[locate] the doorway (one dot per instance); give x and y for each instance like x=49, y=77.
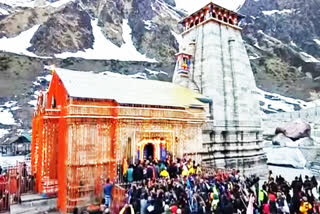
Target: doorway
x=148, y=151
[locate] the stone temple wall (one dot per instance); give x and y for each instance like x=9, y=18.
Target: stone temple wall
x=221, y=70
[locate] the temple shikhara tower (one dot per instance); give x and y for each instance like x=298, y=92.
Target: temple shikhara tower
x=213, y=61
x=88, y=126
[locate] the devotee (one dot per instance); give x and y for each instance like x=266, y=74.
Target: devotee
x=183, y=187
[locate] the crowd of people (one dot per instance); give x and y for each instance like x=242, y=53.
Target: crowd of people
x=182, y=186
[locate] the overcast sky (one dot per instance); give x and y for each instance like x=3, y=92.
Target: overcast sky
x=193, y=5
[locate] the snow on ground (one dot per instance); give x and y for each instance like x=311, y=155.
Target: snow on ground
x=293, y=44
x=285, y=156
x=169, y=10
x=33, y=3
x=272, y=12
x=20, y=43
x=18, y=3
x=3, y=132
x=147, y=24
x=60, y=3
x=192, y=5
x=151, y=72
x=105, y=49
x=3, y=12
x=307, y=57
x=317, y=41
x=273, y=103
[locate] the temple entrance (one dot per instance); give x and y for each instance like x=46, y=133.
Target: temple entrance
x=154, y=148
x=148, y=152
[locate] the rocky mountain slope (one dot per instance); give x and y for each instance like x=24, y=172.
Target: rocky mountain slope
x=140, y=38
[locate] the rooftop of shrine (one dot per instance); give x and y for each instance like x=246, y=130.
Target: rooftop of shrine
x=212, y=12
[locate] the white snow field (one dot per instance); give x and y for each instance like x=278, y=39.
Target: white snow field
x=20, y=43
x=275, y=103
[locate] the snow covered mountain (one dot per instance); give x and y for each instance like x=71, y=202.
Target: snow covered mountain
x=283, y=43
x=140, y=38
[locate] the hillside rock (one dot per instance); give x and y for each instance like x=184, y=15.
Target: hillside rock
x=68, y=30
x=15, y=23
x=284, y=55
x=111, y=19
x=295, y=130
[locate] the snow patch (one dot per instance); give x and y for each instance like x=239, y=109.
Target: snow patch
x=3, y=12
x=6, y=117
x=105, y=49
x=293, y=44
x=293, y=156
x=20, y=43
x=308, y=58
x=3, y=132
x=317, y=41
x=34, y=3
x=60, y=3
x=274, y=103
x=169, y=9
x=147, y=24
x=281, y=12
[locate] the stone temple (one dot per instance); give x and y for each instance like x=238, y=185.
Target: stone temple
x=213, y=61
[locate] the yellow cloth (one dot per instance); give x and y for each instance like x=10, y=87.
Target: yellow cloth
x=164, y=173
x=305, y=207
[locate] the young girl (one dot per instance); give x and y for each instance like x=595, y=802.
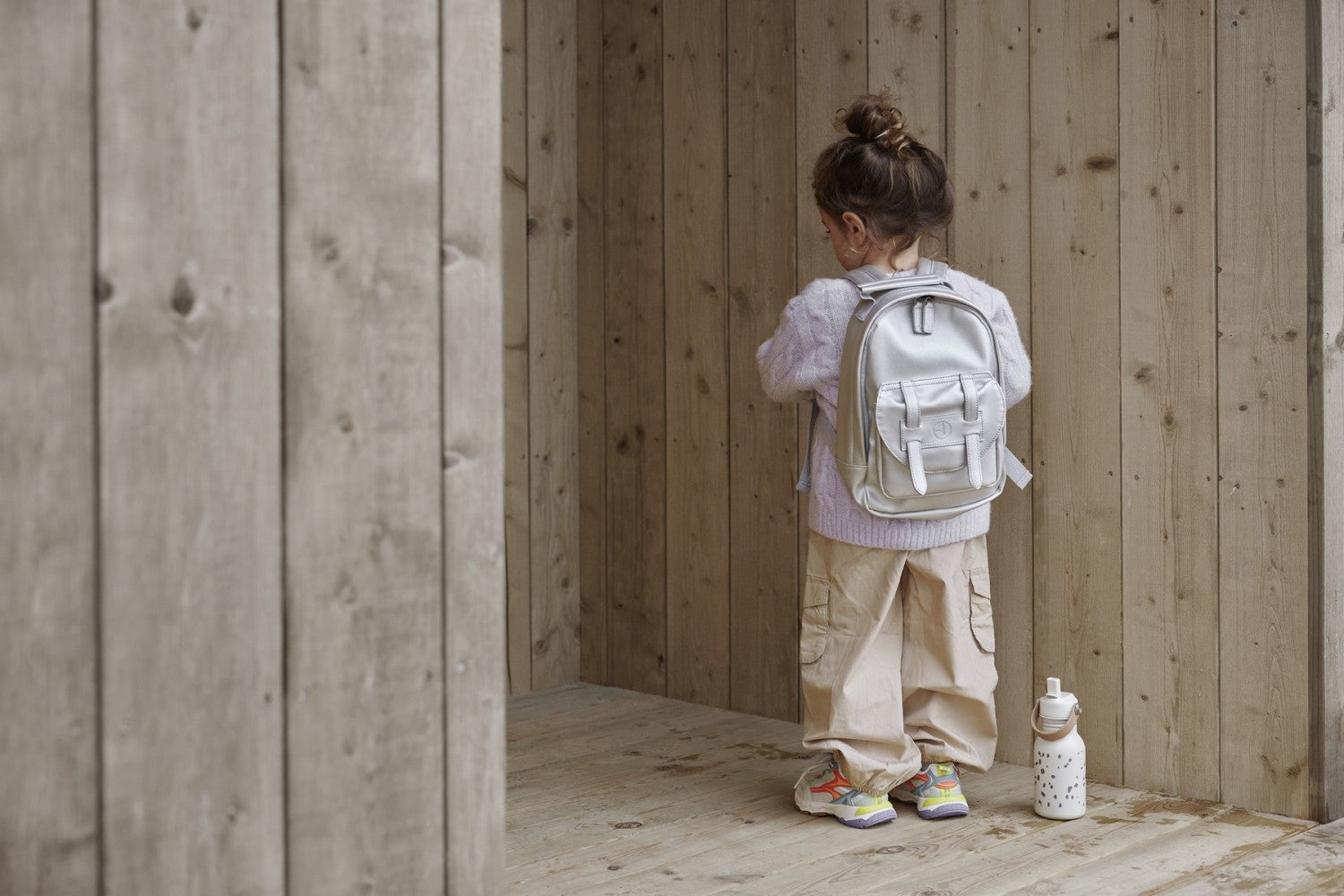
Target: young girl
x=897, y=638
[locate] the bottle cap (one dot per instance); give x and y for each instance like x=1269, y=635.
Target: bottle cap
x=1056, y=704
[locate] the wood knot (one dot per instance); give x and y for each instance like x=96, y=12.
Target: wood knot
x=183, y=298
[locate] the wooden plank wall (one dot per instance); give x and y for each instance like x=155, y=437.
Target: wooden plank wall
x=252, y=633
x=1325, y=252
x=48, y=532
x=1133, y=175
x=545, y=327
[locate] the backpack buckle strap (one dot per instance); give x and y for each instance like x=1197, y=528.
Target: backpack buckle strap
x=908, y=392
x=922, y=312
x=978, y=476
x=970, y=398
x=917, y=476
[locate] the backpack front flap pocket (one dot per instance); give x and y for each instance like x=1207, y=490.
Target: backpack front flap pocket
x=937, y=435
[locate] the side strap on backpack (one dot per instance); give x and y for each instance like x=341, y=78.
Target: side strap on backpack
x=827, y=433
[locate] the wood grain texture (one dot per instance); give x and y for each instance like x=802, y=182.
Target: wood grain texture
x=908, y=56
x=988, y=159
x=1262, y=403
x=48, y=780
x=553, y=344
x=1312, y=863
x=518, y=495
x=1075, y=331
x=696, y=316
x=636, y=476
x=655, y=823
x=362, y=447
x=591, y=343
x=1325, y=268
x=1169, y=397
x=908, y=47
x=763, y=435
x=473, y=446
x=190, y=454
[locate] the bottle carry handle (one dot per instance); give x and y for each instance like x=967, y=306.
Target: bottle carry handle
x=1064, y=731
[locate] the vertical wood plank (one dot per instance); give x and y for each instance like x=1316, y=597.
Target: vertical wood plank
x=190, y=447
x=831, y=69
x=362, y=444
x=1262, y=406
x=48, y=780
x=908, y=56
x=1325, y=198
x=518, y=501
x=763, y=536
x=1075, y=330
x=473, y=446
x=632, y=102
x=591, y=344
x=695, y=198
x=553, y=344
x=988, y=159
x=1169, y=397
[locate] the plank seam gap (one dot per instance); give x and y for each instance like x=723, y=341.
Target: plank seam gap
x=728, y=340
x=527, y=358
x=663, y=290
x=282, y=495
x=1120, y=378
x=443, y=487
x=96, y=376
x=1218, y=417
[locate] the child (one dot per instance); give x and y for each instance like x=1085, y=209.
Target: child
x=897, y=638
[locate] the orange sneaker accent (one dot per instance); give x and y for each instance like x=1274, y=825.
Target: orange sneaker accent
x=833, y=786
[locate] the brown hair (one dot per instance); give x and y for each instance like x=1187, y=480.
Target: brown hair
x=895, y=185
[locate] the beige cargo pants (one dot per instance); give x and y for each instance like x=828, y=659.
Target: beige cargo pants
x=897, y=650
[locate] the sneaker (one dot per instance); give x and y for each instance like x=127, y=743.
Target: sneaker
x=935, y=791
x=823, y=790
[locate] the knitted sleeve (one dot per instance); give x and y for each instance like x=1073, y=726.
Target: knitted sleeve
x=1015, y=362
x=796, y=359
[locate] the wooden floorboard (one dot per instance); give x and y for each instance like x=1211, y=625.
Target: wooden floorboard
x=613, y=793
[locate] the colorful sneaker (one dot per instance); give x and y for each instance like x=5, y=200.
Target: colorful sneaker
x=823, y=790
x=935, y=791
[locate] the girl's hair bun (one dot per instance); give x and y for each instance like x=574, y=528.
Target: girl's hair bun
x=874, y=118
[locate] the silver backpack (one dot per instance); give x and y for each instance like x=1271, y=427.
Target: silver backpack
x=921, y=417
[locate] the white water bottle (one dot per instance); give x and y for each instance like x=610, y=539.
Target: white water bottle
x=1061, y=755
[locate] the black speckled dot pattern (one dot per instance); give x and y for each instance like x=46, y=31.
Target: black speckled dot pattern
x=1061, y=783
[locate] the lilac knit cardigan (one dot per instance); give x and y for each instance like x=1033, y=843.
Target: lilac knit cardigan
x=803, y=362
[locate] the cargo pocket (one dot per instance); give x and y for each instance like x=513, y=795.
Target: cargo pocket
x=981, y=611
x=814, y=621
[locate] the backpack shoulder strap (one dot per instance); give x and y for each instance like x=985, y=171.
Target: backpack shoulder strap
x=866, y=274
x=933, y=269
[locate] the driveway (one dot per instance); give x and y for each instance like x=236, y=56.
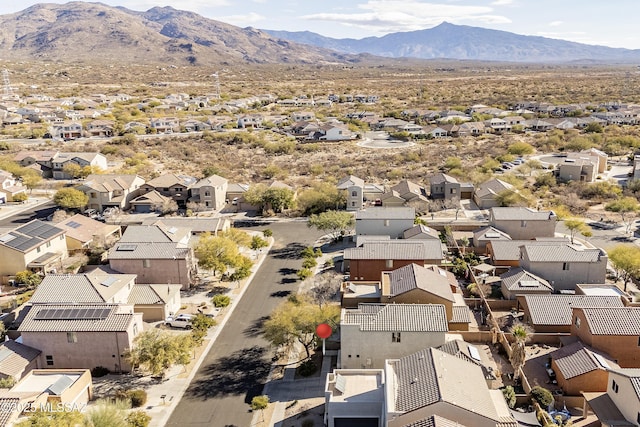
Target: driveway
x=236, y=368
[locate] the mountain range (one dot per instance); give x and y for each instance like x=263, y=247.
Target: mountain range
x=465, y=43
x=94, y=32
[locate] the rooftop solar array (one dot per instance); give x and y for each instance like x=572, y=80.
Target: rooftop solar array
x=73, y=314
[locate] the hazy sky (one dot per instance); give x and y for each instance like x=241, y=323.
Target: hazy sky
x=610, y=23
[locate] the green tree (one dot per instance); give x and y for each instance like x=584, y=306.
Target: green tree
x=520, y=333
x=258, y=242
x=626, y=260
x=575, y=225
x=336, y=223
x=154, y=351
x=216, y=253
x=296, y=320
x=626, y=207
x=520, y=148
x=70, y=198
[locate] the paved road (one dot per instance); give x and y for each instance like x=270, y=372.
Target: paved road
x=237, y=366
x=40, y=211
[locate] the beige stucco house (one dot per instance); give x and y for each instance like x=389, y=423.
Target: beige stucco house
x=373, y=333
x=36, y=245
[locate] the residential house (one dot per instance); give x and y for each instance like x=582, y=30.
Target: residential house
x=486, y=195
x=564, y=265
x=101, y=128
x=151, y=202
x=111, y=190
x=81, y=336
x=165, y=125
x=482, y=236
x=431, y=383
x=373, y=333
x=577, y=169
x=36, y=245
x=518, y=281
x=156, y=254
x=171, y=185
x=415, y=284
x=614, y=330
x=10, y=187
x=523, y=223
x=368, y=261
x=552, y=313
x=354, y=397
x=210, y=192
x=81, y=232
x=579, y=368
x=384, y=221
x=96, y=161
x=16, y=359
x=619, y=405
x=504, y=252
x=420, y=232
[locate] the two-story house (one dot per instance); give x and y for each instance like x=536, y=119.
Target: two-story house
x=36, y=245
x=373, y=333
x=111, y=190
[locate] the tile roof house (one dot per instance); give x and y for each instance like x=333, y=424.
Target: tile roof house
x=614, y=330
x=564, y=265
x=391, y=221
x=579, y=368
x=432, y=382
x=16, y=359
x=81, y=232
x=523, y=223
x=209, y=193
x=111, y=190
x=368, y=261
x=552, y=313
x=619, y=406
x=373, y=333
x=486, y=194
x=518, y=281
x=9, y=187
x=36, y=245
x=414, y=284
x=81, y=336
x=171, y=185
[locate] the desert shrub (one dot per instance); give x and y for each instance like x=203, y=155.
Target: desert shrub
x=99, y=371
x=138, y=419
x=542, y=396
x=221, y=301
x=307, y=368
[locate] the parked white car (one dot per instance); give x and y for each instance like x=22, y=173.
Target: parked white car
x=181, y=321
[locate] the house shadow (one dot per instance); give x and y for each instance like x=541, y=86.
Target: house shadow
x=242, y=372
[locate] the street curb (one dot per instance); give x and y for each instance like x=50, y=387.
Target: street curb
x=180, y=393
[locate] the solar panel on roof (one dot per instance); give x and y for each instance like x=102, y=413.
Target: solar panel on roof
x=341, y=383
x=128, y=248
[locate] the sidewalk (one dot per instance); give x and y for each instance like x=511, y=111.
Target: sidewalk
x=163, y=397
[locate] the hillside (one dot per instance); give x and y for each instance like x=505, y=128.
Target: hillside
x=466, y=43
x=90, y=32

·····

AIM OF THE TASK: Exactly as written, reproduce the lines from the beginning of the material through the line with "[locate] the snow on", and skip any picture.

SOLVED EXERCISE:
[locate] the doorway (one dot per instance); give x and y for each instance like x=49, y=77.
Target: doorway
x=148, y=151
[locate] the stone temple wall (one dot per instance); give x and y for each instance like x=9, y=18.
Target: stone temple wall
x=221, y=70
[locate] the temple shikhara tower (one dot per instance); give x and y for each instance like x=298, y=92.
Target: temple shikhara tower
x=213, y=61
x=88, y=126
[locate] the devotee (one dot per instance); give x and y for each instance like x=266, y=74.
Target: devotee
x=183, y=187
[locate] the crowd of people (one dot per instance); give x and y for each instance like x=242, y=53.
Target: crowd of people
x=182, y=186
[locate] the overcast sky (one dot per instance); give x and y for each instance like x=3, y=92.
Target: overcast sky
x=193, y=5
[locate] the snow on ground (one dot per instance); give x and y for each instance like x=311, y=155.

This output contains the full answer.